┌──

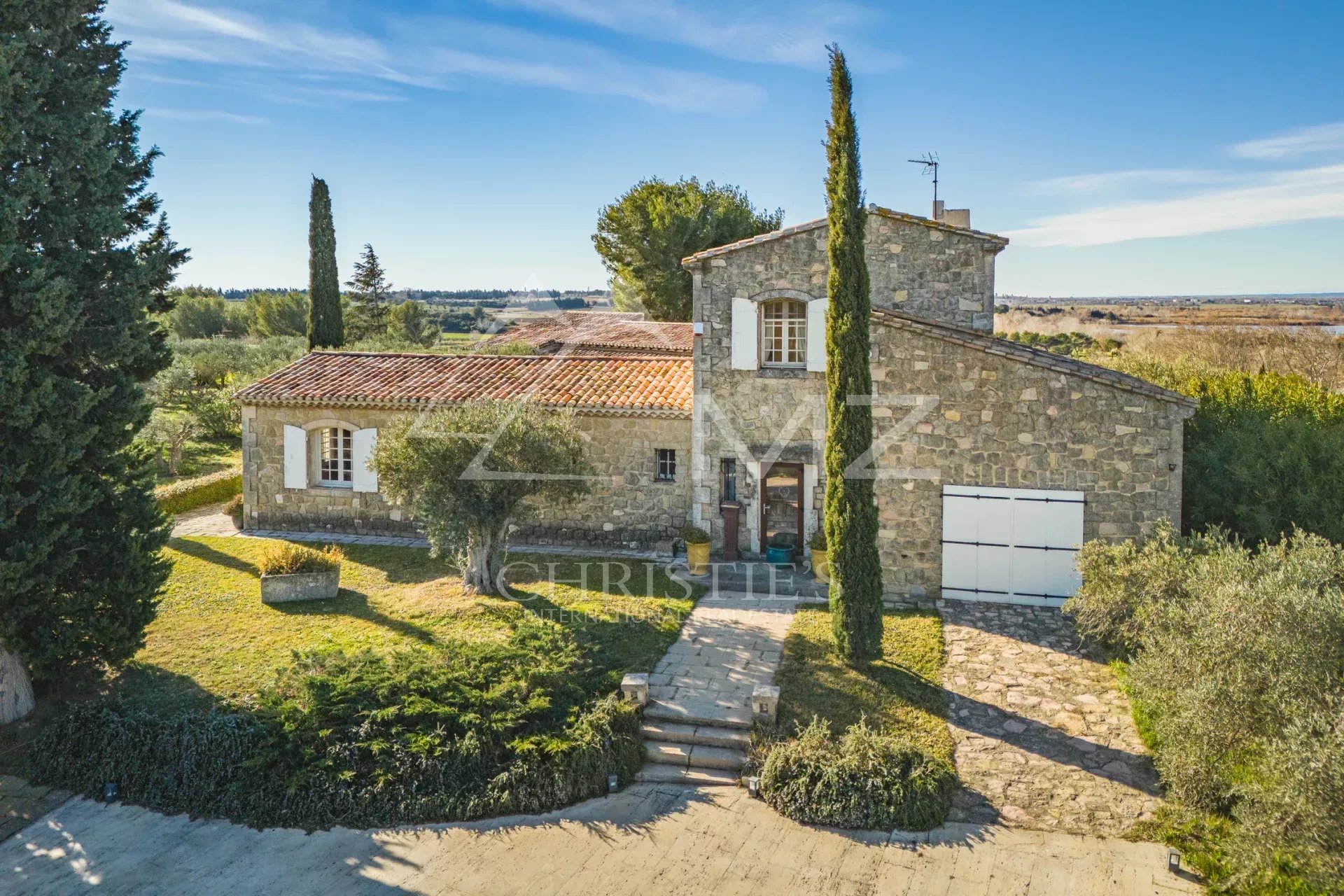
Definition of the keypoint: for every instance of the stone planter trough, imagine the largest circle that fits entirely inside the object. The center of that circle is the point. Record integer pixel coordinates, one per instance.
(300, 586)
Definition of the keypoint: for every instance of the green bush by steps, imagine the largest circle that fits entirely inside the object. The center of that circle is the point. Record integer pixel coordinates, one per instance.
(188, 495)
(863, 780)
(421, 735)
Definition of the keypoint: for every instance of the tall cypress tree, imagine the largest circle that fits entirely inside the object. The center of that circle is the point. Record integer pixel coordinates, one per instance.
(85, 257)
(851, 514)
(326, 328)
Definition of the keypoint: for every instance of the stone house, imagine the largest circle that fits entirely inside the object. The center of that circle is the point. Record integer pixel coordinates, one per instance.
(992, 461)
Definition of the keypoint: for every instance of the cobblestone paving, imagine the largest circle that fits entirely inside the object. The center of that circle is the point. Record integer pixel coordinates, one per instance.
(1044, 736)
(643, 841)
(22, 802)
(726, 648)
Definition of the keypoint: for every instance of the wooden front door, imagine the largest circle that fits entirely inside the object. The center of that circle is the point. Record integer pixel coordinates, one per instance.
(781, 505)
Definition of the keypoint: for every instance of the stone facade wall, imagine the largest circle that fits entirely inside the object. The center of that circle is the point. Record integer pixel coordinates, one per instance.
(916, 269)
(626, 507)
(996, 421)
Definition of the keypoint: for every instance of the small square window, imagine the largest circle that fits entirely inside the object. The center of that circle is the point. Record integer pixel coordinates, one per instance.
(667, 465)
(729, 469)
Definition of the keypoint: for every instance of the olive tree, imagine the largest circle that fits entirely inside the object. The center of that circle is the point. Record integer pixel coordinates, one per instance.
(468, 472)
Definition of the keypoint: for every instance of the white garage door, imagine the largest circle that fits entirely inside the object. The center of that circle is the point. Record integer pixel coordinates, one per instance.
(1015, 546)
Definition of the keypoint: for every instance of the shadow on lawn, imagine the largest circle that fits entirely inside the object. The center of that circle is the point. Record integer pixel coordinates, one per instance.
(210, 555)
(354, 603)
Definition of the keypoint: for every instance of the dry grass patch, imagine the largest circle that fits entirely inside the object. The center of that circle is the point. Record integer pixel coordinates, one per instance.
(901, 694)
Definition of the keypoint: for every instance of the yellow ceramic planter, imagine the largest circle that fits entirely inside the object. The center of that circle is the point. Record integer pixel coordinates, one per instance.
(698, 558)
(819, 566)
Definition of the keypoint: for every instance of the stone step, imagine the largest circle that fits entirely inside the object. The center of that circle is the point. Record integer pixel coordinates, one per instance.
(694, 757)
(704, 735)
(698, 713)
(689, 777)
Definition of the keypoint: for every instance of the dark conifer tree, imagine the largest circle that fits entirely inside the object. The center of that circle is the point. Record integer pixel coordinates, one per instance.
(85, 257)
(326, 327)
(369, 312)
(851, 514)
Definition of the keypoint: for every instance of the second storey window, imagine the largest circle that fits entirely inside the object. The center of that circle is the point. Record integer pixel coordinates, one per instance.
(784, 333)
(667, 465)
(337, 457)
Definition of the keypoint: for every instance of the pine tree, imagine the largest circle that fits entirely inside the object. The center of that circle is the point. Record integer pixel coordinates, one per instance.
(851, 514)
(369, 314)
(326, 328)
(85, 257)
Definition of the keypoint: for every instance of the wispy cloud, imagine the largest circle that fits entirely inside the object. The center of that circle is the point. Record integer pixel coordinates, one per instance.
(777, 33)
(1294, 143)
(1278, 198)
(433, 52)
(1124, 181)
(206, 115)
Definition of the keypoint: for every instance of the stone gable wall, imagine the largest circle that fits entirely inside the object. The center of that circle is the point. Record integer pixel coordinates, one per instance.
(993, 421)
(626, 507)
(916, 269)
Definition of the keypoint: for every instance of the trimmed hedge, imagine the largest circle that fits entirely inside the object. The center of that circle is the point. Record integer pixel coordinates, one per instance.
(864, 780)
(188, 495)
(220, 764)
(456, 732)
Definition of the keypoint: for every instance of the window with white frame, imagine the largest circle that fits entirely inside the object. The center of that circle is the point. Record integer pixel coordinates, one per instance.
(784, 333)
(336, 448)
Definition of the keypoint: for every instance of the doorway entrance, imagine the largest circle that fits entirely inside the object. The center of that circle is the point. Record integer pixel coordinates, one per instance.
(781, 507)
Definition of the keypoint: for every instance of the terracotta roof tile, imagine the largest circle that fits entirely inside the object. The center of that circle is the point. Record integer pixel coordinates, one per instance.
(655, 386)
(573, 331)
(1035, 356)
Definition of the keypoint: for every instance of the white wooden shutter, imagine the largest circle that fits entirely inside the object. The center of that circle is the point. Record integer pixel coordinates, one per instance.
(296, 457)
(745, 335)
(818, 333)
(365, 479)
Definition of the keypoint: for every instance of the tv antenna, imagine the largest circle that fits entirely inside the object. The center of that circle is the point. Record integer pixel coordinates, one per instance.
(930, 167)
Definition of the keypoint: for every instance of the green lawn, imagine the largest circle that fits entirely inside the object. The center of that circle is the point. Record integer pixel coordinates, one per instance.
(200, 458)
(899, 694)
(216, 641)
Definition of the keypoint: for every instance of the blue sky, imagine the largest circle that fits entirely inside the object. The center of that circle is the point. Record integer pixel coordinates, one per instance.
(1142, 148)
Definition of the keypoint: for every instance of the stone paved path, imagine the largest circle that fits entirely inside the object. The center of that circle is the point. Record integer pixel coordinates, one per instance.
(20, 804)
(727, 647)
(644, 841)
(1044, 736)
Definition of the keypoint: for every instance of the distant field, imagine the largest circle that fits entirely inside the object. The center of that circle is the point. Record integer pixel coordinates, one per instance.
(1102, 317)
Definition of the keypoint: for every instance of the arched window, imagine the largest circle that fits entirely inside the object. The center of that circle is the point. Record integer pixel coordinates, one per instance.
(784, 333)
(337, 456)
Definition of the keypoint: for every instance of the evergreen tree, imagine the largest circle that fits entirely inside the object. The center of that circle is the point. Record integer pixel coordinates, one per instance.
(369, 314)
(326, 328)
(851, 514)
(85, 258)
(644, 235)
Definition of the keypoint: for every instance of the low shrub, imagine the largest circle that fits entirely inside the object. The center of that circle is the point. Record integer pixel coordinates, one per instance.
(1237, 680)
(188, 495)
(286, 558)
(421, 735)
(695, 535)
(862, 780)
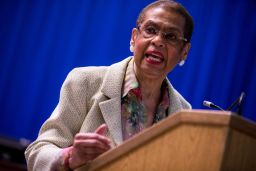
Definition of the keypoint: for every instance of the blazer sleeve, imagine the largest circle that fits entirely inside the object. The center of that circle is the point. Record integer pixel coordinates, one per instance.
(58, 131)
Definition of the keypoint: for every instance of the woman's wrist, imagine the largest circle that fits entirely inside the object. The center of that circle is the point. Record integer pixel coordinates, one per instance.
(65, 156)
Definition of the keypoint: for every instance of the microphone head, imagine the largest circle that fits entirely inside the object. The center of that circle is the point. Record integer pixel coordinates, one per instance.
(207, 103)
(241, 98)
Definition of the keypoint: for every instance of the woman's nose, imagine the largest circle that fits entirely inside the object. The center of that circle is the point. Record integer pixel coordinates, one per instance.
(158, 40)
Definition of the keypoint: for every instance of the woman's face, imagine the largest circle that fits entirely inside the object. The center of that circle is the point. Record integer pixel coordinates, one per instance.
(156, 52)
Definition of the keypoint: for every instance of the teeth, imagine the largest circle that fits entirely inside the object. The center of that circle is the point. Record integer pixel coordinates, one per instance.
(154, 58)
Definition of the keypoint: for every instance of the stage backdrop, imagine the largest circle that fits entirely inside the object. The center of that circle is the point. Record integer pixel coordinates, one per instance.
(42, 40)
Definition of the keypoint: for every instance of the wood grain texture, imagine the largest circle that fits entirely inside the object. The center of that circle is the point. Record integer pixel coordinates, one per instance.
(188, 140)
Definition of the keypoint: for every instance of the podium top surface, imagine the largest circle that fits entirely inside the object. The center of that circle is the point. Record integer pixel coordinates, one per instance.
(196, 117)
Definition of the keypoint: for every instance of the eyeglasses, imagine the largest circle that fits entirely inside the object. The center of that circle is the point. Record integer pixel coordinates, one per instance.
(171, 38)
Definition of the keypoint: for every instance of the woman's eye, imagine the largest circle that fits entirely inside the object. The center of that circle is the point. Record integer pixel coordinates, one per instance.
(150, 30)
(171, 36)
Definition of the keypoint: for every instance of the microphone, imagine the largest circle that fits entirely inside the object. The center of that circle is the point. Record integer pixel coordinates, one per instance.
(238, 102)
(211, 105)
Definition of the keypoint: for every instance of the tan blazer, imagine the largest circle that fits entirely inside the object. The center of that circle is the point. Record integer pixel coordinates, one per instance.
(89, 97)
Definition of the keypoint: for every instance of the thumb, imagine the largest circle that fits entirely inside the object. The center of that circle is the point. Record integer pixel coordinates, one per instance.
(101, 129)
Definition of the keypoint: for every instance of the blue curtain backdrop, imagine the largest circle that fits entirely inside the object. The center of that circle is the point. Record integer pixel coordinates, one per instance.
(42, 40)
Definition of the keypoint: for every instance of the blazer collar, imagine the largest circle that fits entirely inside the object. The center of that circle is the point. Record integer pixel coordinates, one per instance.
(112, 89)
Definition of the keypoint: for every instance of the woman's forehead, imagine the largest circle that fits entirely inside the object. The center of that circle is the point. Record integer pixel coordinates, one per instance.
(164, 18)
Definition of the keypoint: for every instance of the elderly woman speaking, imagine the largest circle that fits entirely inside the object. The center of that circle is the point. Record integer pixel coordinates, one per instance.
(101, 107)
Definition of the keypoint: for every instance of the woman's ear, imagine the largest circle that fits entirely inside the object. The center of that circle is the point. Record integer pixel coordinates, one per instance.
(185, 51)
(133, 37)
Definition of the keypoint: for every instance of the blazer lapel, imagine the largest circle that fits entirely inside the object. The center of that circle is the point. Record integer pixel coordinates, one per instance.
(111, 108)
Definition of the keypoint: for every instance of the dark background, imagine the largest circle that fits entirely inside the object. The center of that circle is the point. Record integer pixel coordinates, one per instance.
(42, 40)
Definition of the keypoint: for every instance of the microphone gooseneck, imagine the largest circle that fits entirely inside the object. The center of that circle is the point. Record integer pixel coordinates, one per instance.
(211, 105)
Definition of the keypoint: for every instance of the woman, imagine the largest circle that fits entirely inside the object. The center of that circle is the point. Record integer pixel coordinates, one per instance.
(100, 107)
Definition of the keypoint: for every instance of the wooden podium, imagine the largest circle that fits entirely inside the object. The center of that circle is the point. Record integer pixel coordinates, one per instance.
(191, 140)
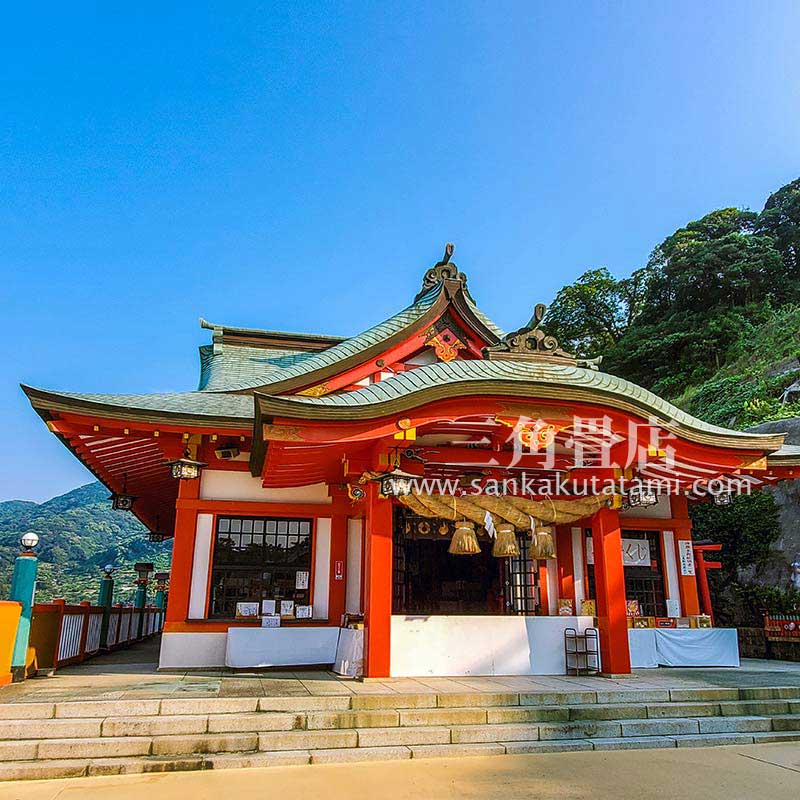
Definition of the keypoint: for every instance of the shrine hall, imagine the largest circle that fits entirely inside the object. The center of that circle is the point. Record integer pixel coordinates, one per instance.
(431, 497)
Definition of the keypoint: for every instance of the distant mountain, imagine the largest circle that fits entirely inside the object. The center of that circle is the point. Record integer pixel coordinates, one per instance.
(79, 533)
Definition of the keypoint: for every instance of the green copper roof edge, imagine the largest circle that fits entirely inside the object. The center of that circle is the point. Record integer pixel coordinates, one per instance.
(323, 337)
(349, 348)
(439, 381)
(46, 400)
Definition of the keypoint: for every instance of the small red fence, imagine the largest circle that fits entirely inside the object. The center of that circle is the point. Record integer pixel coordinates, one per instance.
(782, 627)
(66, 634)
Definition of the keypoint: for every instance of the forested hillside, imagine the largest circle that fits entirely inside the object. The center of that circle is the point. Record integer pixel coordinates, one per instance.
(711, 322)
(79, 533)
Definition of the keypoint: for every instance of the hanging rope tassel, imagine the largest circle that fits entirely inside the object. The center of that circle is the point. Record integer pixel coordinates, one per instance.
(505, 543)
(464, 541)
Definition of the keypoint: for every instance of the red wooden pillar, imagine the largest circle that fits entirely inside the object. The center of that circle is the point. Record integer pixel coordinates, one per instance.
(690, 602)
(566, 570)
(609, 579)
(377, 585)
(338, 576)
(180, 574)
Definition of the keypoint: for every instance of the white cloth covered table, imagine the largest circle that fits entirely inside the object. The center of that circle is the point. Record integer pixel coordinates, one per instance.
(642, 642)
(683, 647)
(280, 647)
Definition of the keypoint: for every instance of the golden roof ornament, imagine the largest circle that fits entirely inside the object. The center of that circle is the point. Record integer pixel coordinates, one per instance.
(530, 343)
(444, 270)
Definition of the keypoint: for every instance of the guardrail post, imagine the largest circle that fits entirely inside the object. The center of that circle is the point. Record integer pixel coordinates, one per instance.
(86, 606)
(60, 603)
(23, 587)
(105, 599)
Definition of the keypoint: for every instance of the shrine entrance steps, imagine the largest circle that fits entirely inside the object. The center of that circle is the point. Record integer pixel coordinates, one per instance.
(70, 739)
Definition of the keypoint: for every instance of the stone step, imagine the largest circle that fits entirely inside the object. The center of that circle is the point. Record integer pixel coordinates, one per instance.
(620, 701)
(17, 737)
(195, 743)
(97, 764)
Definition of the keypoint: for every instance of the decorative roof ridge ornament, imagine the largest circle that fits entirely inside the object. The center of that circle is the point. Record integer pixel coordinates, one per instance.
(531, 343)
(443, 270)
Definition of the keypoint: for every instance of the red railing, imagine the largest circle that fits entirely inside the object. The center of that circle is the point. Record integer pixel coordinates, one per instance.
(66, 634)
(782, 627)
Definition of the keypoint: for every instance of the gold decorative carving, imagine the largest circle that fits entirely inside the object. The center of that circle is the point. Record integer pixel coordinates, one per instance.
(443, 270)
(319, 390)
(283, 433)
(530, 343)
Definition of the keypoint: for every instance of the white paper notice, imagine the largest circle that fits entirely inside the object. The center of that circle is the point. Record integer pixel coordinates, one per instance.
(686, 556)
(301, 579)
(287, 608)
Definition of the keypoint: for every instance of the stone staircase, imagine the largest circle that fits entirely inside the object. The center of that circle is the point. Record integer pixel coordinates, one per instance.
(71, 739)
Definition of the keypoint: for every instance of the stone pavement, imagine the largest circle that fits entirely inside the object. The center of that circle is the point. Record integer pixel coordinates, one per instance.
(724, 773)
(132, 673)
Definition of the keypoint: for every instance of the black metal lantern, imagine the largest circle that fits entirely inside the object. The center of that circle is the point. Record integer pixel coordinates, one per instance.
(161, 578)
(143, 570)
(186, 468)
(122, 501)
(397, 483)
(639, 496)
(723, 499)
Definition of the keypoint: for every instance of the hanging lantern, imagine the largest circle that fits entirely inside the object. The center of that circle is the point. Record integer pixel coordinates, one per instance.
(186, 468)
(122, 501)
(143, 570)
(641, 497)
(157, 535)
(723, 499)
(397, 483)
(505, 543)
(542, 546)
(464, 541)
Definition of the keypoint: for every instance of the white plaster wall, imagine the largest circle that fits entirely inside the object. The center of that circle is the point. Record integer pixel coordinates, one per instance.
(198, 589)
(182, 650)
(322, 567)
(220, 484)
(352, 599)
(461, 646)
(673, 591)
(577, 567)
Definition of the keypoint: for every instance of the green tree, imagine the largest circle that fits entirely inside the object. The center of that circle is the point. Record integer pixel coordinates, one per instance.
(781, 220)
(591, 315)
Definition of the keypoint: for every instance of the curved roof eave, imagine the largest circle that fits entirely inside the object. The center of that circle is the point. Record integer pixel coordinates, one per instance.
(517, 379)
(372, 341)
(189, 408)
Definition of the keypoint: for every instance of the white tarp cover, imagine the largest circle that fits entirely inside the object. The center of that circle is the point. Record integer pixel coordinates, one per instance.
(683, 647)
(280, 647)
(642, 643)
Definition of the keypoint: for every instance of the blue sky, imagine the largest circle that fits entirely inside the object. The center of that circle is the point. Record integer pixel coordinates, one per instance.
(298, 166)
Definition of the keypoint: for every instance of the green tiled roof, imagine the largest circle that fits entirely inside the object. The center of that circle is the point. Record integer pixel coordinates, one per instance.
(540, 379)
(499, 332)
(182, 404)
(232, 365)
(339, 352)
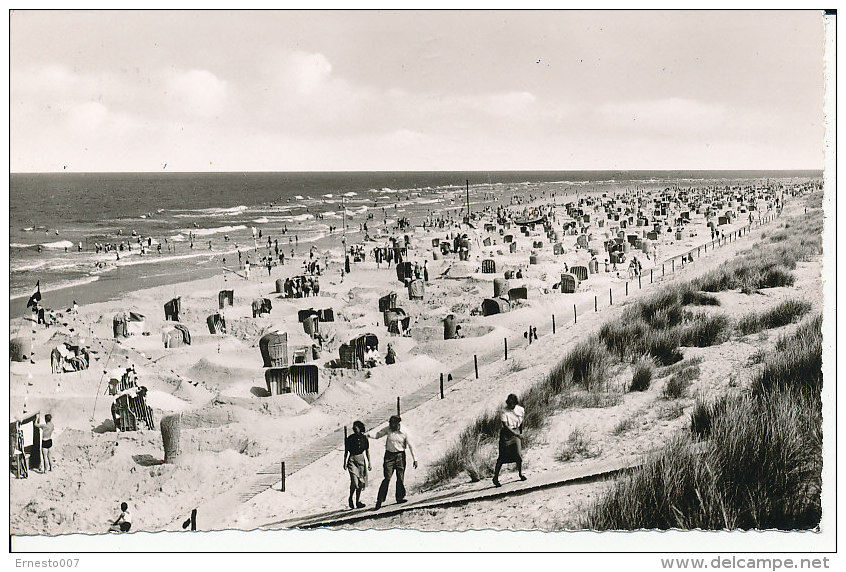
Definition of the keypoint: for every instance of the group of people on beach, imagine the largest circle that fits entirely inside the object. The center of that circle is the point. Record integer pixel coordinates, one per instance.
(357, 454)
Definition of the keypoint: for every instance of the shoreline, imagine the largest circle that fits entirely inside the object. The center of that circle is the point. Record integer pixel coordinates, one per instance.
(219, 379)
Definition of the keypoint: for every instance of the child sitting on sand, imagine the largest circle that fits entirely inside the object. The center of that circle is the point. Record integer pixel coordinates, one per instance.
(124, 520)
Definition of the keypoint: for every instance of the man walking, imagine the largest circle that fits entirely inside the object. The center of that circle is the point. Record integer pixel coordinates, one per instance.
(395, 445)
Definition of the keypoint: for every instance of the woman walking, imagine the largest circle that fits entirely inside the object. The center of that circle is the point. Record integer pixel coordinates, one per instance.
(510, 438)
(357, 462)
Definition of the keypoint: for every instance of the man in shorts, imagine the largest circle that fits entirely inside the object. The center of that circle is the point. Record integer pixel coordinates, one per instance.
(124, 521)
(46, 428)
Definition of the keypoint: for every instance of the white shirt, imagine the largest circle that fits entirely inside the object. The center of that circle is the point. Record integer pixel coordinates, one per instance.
(396, 442)
(513, 418)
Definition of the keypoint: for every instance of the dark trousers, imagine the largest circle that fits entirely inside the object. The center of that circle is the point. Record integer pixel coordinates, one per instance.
(393, 462)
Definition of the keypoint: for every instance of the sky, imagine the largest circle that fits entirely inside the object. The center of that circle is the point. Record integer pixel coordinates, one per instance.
(415, 90)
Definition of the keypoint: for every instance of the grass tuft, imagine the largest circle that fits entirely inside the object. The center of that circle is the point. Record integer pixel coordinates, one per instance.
(781, 314)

└──

▸ **Task description**: Retype word for word the lines running from the line containing "Definition of the keypoint: for every instance of the grass" to the end of the listing, and only those.

▸ **Solution for this task**:
Definition of the keypoint: for every instance of the grass tuft, imagine the largest circle that fits entirely inside the object. The center of that circle is the point. Record integer pixel coordinates, one per instance.
(781, 314)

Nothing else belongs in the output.